## EXERCISE
Update the data from its start through the line containing "66;39;235;260" by changing "pelican's" to "bird's" and leaving everything else unchanged. Give back that updated stretch of data without the pictures.

** start of DATA PROVIDED **

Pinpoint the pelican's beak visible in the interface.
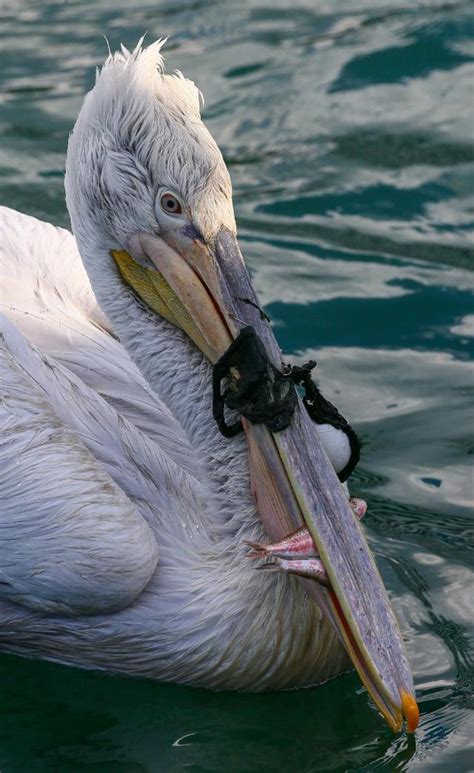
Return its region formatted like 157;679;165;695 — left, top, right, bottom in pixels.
112;227;418;731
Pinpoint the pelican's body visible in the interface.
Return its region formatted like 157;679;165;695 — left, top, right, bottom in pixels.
0;42;417;729
0;208;347;689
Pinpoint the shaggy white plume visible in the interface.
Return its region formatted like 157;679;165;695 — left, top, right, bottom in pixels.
66;39;235;260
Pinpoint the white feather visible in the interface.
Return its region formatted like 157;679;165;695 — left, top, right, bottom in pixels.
0;41;347;689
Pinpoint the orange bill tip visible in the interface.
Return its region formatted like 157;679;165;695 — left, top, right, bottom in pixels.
400;690;420;733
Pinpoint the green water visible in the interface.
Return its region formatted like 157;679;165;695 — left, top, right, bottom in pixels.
0;0;474;773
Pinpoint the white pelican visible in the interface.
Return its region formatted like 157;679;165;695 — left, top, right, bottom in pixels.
0;41;417;729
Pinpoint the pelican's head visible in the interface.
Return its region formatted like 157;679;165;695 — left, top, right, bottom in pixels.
66;41;417;729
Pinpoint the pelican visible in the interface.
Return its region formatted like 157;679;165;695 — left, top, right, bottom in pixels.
0;40;418;730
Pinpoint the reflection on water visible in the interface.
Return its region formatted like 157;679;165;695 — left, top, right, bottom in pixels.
0;0;474;772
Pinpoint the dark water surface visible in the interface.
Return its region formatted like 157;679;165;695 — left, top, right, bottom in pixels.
0;0;474;773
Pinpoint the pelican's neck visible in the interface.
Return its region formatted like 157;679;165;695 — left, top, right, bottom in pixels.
84;244;261;538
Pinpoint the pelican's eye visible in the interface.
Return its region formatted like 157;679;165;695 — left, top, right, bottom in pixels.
160;193;183;215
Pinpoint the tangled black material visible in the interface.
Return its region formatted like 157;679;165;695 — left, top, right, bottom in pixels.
212;326;360;482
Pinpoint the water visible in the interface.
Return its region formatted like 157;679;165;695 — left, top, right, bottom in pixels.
0;0;474;773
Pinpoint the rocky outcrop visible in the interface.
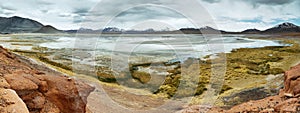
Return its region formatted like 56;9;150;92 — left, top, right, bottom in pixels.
0;88;29;113
180;64;300;113
0;47;94;113
283;65;300;97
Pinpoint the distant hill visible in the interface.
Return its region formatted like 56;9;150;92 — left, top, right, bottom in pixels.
33;25;64;34
0;16;43;33
241;29;261;34
262;22;300;34
0;16;300;34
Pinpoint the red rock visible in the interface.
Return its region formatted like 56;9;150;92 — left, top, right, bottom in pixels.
0;46;94;113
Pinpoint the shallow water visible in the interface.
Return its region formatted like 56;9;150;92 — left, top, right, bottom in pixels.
0;34;287;64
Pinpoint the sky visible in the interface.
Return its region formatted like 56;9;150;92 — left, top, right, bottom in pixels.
0;0;300;31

** end of DATA PROVIDED **

## FULL SOLUTION
Pinpoint the bird's beak visible in the interface.
Return its region formatted like 157;679;165;695 — left, top, right, bottom in pixels.
112;227;418;731
Pinpoint the bird's body visible in the interface.
Return its region formatted like 157;679;165;695 — left, top, right, bottom in pixels.
0;42;417;729
0;208;347;689
Pinpoint the shaggy white plume visible in the interface.
Return its region formatted like 157;679;165;695 — left, top, right, bottom in pixels.
66;39;235;260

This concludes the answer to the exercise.